### READING PASSAGE
┏━━
King's Quest III: To Heir is Human is an adventure game developed by Sierra On-Line and published originally for home computers in 1986 as the third entry in the King's Quest series. The game follows Gwydion, slave to the wizard Manannan, as he journeys through the pseudo-medieval fairy tale-inspired fantasy realm of Llewdor, on a quest to free himself and find his family. It is presented as an interconnected set of locations, or flip-screens, with a pseudo-3D art style. The player interacts with locations and items using text commands, and must avoid numerous hazards and obstacles in their quest.

King's Quest III was developed by Sierra using an expanded version of the game engine that was originally developed for King's Quest I (1984), the Adventure Game Interpreter. It was designed by Sierra co-founder Roberta Williams as a blend of common fairy tales and fantasy tropes, with a more complex and mature story than its predecessors made possible by the increased capabilities of home computers. Several developers of the game, including artist Mark Crowe and programmer Al Lowe, would go on to develop future games for Sierra.

King's Quest III sold 250,000 copies by February 1993, and the first three King's Quest games collectively sold over 500,000 copies by 1987. Critics praised the advances in gameplay over the first two games, as well as the quality and variety of graphical animation, though some found elements of the game unfairly difficult. The game has been included in several compilation releases, and unofficial remakes were released in 2006 and 2011 for modern systems. The King's Quest series, which includes a further five games by Sierra, has been termed its flagship series.

==Gameplay==

Gameplay screenshot; the player has entered "open gate" into the text input parser and the game time is at 15 minutes and 35 seconds.

King's Quest III is an adventure game set in the pseudo-medieval fairy tale-inspired fantasy realm of Llewdor, in which the player controls the character Gwydion to escape his enslavement to the wizard Manannan and find his family. The game world is divided into dozens of locations, or flip-screens, with one location visible at a time. These locations are presented in pseudo-3D as if viewed from the side, with the player moving Gwydion around the screen in front of and behind other elements of the location.

In addition to moving Gwydion, the player can interact with the objects, obstacles, and creatures within the location. This is done by entering text commands, which can be one or two words (e.g., "get stone") or more complex phrases (e.g., "use key on lock"). The allowable commands are contextual to where Gwydion is standing in the location; for example, "get stone" only has an effect if Gwydion is standing in a part of a screen where there is a stone present. Some locations have other characters which he can talk to or who may kill him. Gwydion can also die from numerous hazards in the game, such as drowning or falling; upon death, the player can reload the game from the last time they saved it.
┗━━
### GOAL OF THE EXERCISE
In the King's Quest III text, copy everything from "In addition to" down to "they saved it.", replacing "stone" with "rock" throughout. You can ignore the lines that follow the text.

(Stored data entries)
┏━━
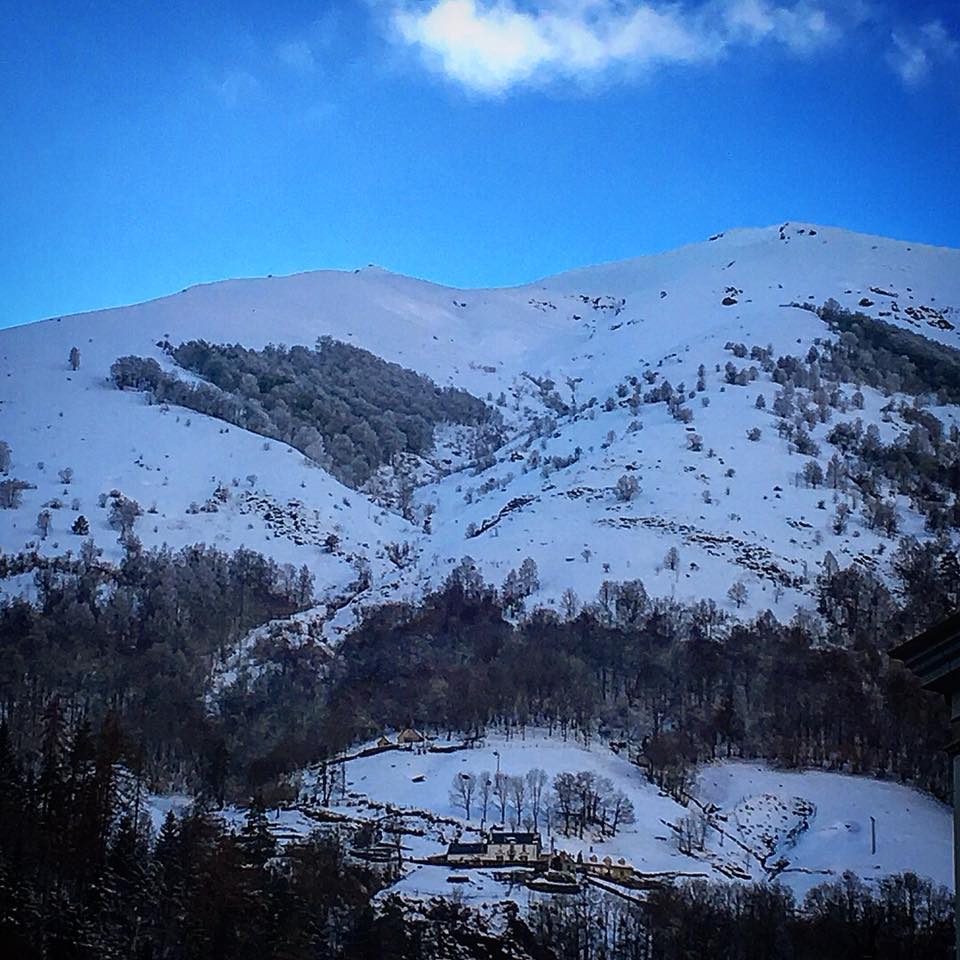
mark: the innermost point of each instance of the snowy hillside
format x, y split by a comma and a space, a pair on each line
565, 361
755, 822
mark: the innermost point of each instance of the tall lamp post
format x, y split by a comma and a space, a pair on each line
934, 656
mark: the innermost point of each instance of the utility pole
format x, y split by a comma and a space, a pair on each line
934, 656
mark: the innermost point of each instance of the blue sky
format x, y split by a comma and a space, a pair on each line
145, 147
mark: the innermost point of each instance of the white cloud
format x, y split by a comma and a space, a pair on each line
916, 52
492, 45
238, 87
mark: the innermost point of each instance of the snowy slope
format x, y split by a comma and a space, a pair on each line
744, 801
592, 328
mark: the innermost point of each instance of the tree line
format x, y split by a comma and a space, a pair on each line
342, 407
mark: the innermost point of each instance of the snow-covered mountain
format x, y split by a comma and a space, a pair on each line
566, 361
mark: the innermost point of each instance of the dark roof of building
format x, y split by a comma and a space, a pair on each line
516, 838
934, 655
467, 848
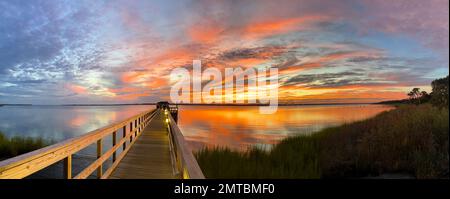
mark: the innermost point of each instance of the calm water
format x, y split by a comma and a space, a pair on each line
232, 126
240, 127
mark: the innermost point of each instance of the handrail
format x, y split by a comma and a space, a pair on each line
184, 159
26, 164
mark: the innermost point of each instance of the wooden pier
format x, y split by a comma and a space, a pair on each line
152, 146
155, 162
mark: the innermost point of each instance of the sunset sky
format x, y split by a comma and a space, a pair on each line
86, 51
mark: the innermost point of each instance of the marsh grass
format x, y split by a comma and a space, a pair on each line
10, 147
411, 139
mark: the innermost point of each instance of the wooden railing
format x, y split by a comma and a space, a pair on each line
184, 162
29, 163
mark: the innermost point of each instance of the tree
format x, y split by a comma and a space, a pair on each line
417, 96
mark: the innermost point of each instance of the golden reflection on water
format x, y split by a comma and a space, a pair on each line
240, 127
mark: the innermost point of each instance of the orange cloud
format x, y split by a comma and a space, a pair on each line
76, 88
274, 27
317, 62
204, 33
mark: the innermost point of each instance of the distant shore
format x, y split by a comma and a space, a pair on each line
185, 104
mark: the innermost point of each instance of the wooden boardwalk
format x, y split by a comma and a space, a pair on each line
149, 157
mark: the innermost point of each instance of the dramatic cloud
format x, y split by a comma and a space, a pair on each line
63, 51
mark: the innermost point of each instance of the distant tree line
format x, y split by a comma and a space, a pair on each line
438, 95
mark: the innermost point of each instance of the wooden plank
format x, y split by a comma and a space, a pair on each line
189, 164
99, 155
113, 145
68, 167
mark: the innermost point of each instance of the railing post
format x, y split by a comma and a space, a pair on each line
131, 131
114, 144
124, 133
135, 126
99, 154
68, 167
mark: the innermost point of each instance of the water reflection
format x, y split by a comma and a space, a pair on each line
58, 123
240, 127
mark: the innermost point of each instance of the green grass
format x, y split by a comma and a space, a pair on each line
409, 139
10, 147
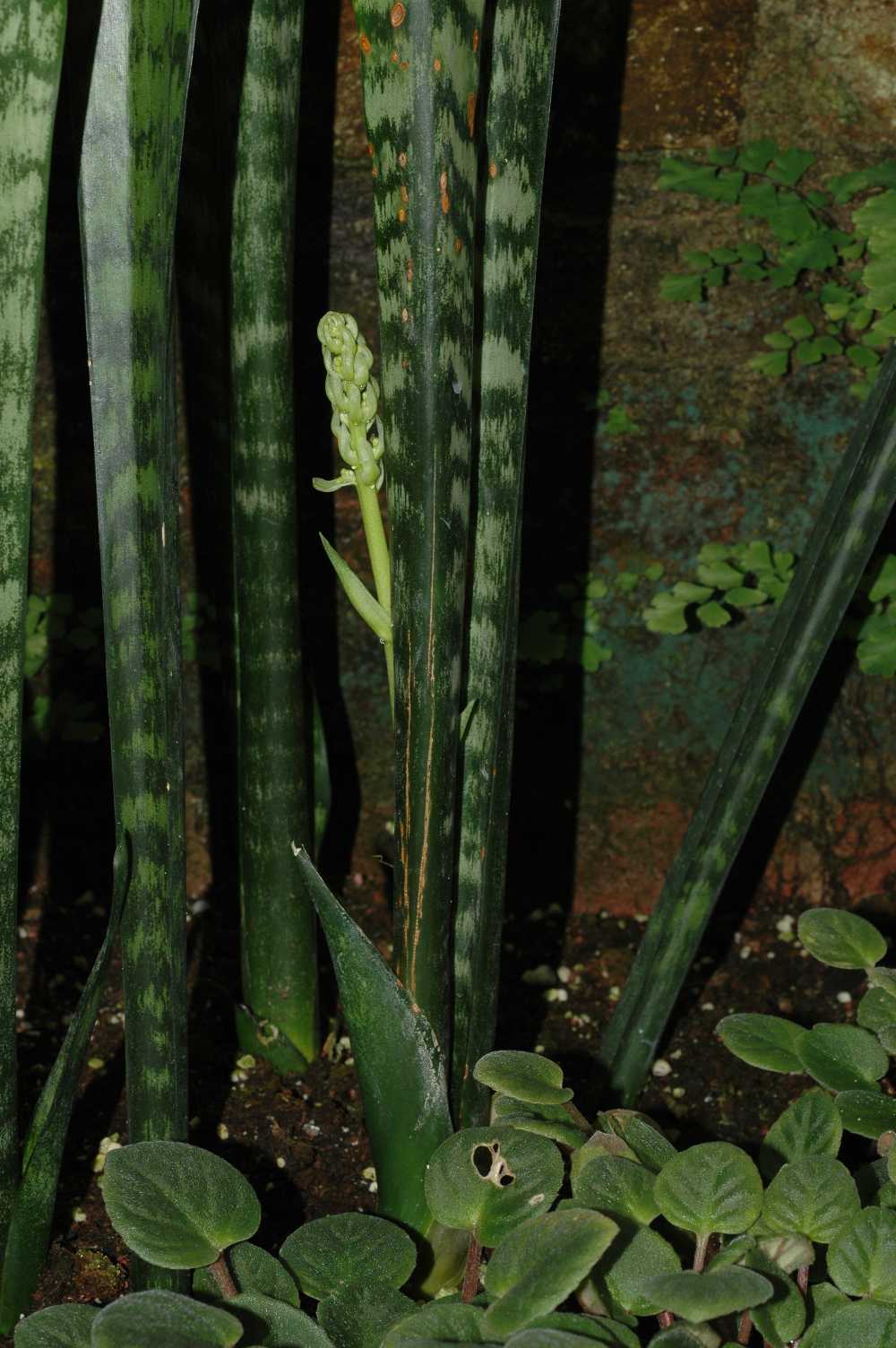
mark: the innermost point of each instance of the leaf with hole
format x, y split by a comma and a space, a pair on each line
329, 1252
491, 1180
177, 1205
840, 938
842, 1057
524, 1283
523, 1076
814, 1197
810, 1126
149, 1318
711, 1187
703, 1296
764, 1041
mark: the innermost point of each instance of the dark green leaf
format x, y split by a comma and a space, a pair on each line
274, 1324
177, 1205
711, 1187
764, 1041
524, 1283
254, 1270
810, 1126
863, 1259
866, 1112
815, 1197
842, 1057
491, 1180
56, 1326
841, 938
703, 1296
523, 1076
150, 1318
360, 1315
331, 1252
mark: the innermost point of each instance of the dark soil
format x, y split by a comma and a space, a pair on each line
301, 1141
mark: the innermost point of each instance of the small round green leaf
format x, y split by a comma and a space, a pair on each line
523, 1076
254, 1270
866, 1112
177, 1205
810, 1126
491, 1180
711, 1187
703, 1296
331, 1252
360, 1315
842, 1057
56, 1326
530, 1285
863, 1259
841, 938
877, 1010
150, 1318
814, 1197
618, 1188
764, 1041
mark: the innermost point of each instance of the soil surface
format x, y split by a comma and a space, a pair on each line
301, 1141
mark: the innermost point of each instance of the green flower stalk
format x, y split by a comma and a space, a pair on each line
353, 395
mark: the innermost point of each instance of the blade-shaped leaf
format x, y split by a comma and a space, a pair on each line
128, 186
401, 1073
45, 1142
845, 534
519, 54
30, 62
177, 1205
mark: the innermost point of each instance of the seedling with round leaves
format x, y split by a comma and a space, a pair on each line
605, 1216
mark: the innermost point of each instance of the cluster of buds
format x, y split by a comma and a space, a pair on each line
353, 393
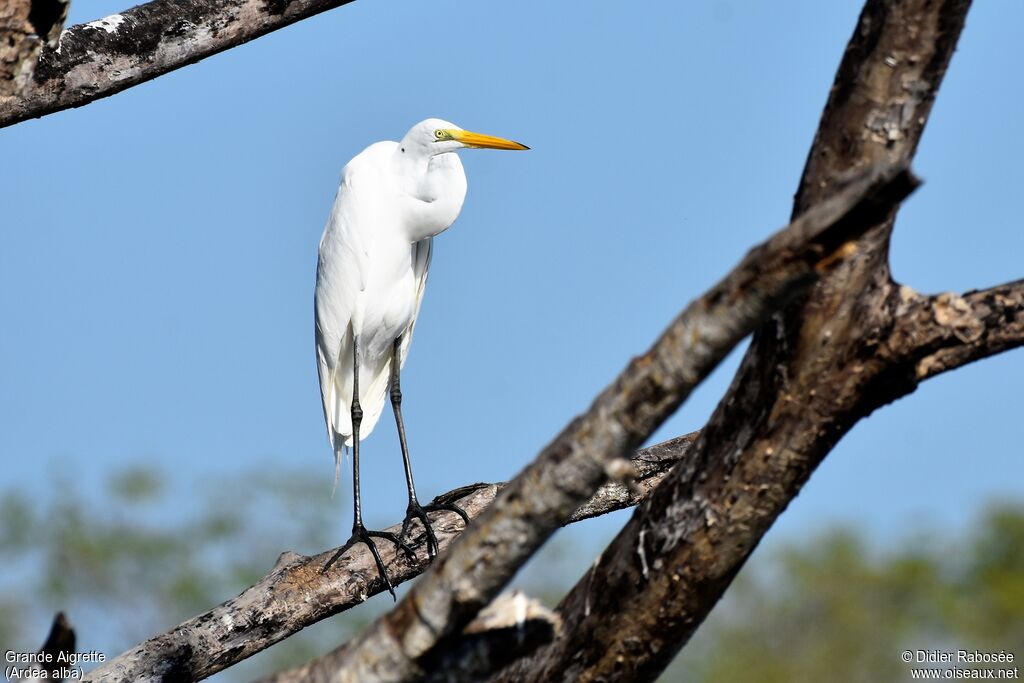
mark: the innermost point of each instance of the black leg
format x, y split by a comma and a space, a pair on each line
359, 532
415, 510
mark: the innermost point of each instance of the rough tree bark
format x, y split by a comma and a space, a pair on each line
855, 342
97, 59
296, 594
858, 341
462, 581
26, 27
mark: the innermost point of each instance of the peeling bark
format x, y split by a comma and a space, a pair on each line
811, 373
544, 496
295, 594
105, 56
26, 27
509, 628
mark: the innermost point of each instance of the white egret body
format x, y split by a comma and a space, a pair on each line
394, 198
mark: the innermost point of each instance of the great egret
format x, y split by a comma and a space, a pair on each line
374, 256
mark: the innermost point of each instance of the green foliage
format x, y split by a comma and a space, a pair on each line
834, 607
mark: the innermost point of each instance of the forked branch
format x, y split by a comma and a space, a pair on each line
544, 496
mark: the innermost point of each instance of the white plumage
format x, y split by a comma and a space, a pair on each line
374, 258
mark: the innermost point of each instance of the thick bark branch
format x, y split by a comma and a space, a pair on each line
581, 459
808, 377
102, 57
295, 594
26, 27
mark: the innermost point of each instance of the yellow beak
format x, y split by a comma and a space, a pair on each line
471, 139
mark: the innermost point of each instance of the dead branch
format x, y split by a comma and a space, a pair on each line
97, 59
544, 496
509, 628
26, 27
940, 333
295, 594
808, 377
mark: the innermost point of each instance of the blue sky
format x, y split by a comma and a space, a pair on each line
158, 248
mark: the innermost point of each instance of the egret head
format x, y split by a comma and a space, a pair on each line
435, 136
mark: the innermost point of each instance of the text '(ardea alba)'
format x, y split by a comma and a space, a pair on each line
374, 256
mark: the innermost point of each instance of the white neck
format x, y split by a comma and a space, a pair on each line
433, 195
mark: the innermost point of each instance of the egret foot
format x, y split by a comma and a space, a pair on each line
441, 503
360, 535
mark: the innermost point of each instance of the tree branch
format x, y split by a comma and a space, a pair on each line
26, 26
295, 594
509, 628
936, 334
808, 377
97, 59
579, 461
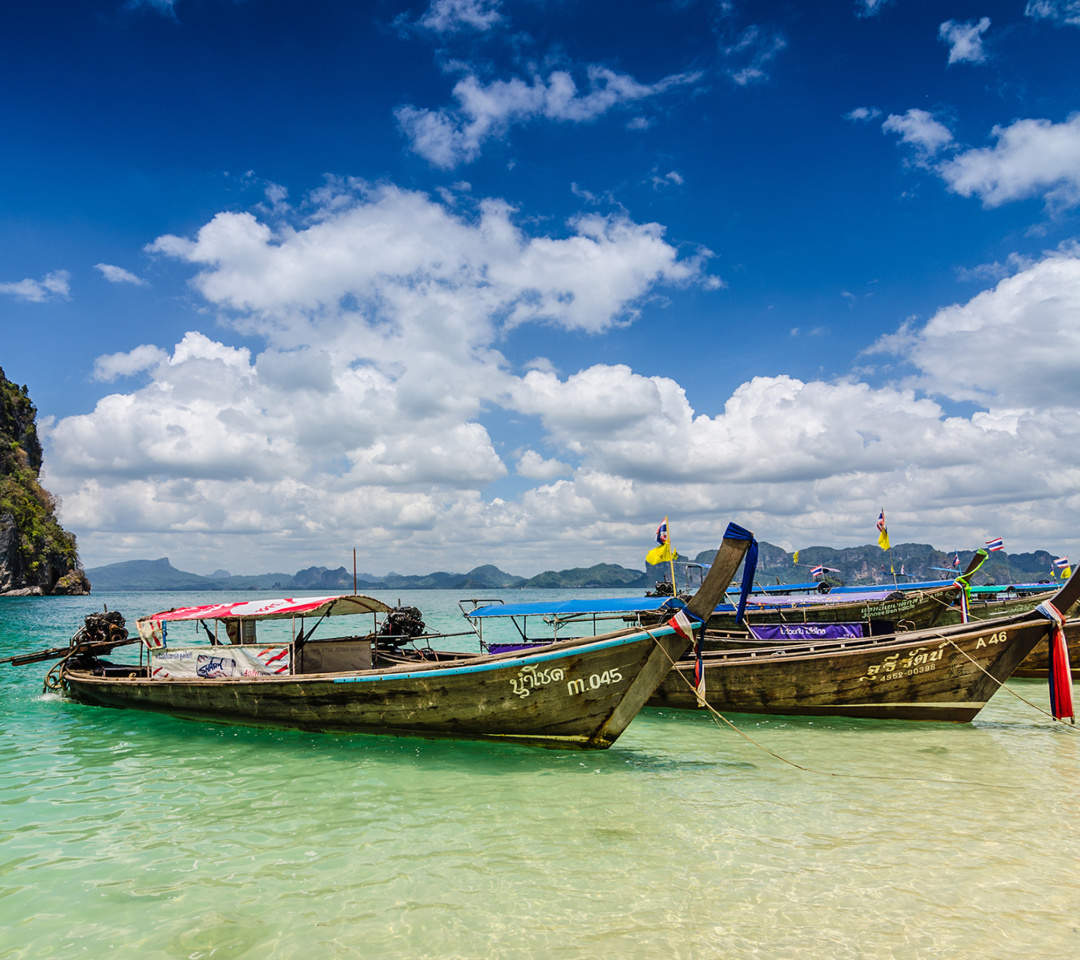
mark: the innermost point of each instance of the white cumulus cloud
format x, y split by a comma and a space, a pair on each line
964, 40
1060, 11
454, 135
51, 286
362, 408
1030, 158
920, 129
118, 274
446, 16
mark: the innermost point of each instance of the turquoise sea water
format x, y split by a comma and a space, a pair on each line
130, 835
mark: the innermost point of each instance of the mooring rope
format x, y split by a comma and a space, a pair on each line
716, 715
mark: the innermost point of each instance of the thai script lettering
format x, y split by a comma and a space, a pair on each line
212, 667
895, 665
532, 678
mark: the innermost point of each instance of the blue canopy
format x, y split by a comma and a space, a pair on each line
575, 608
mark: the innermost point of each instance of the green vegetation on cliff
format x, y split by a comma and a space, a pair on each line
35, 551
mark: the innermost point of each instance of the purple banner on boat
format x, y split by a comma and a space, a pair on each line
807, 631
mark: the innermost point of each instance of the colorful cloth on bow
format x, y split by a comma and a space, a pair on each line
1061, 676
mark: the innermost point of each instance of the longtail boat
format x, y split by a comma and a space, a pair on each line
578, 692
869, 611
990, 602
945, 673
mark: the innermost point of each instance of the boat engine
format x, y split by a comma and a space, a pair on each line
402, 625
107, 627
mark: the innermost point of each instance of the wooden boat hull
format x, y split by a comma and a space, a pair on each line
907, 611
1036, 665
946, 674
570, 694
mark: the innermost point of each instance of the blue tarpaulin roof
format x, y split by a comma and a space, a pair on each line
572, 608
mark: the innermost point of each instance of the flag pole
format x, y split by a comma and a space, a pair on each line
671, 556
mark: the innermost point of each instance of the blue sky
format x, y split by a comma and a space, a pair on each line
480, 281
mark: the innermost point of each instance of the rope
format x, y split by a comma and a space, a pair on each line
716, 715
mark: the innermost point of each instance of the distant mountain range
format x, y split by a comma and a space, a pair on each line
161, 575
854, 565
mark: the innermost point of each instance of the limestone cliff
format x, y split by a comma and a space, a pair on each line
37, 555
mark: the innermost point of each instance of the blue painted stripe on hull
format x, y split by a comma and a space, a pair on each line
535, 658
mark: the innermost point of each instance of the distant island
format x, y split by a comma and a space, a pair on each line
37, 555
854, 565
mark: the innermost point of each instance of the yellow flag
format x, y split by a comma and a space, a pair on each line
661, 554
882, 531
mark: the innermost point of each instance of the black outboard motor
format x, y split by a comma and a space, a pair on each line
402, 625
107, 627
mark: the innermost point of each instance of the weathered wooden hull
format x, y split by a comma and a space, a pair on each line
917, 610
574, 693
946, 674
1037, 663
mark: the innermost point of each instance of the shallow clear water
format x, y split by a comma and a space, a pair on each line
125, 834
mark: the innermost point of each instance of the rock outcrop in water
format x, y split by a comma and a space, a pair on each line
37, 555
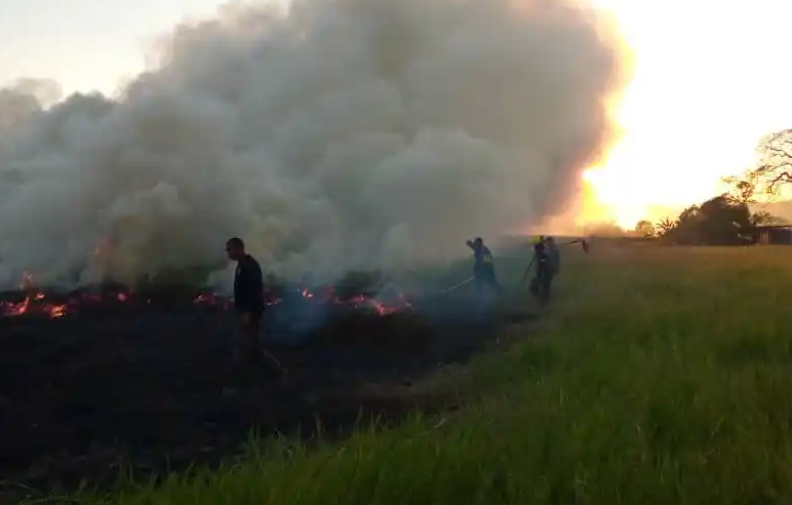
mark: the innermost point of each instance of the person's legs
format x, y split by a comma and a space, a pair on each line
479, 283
┗━━
### ANSWER FOR THIS EXERCISE
In addition to moving Gwydion, the player can interact with the objects, obstacles, and creatures within the location. This is done by entering text commands, which can be one or two words (e.g., "get rock") or more complex phrases (e.g., "use key on lock"). The allowable commands are contextual to where Gwydion is standing in the location; for example, "get rock" only has an effect if Gwydion is standing in a part of a screen where there is a rock present. Some locations have other characters which he can talk to or who may kill him. Gwydion can also die from numerous hazards in the game, such as drowning or falling; upon death, the player can reload the game from the last time they saved it.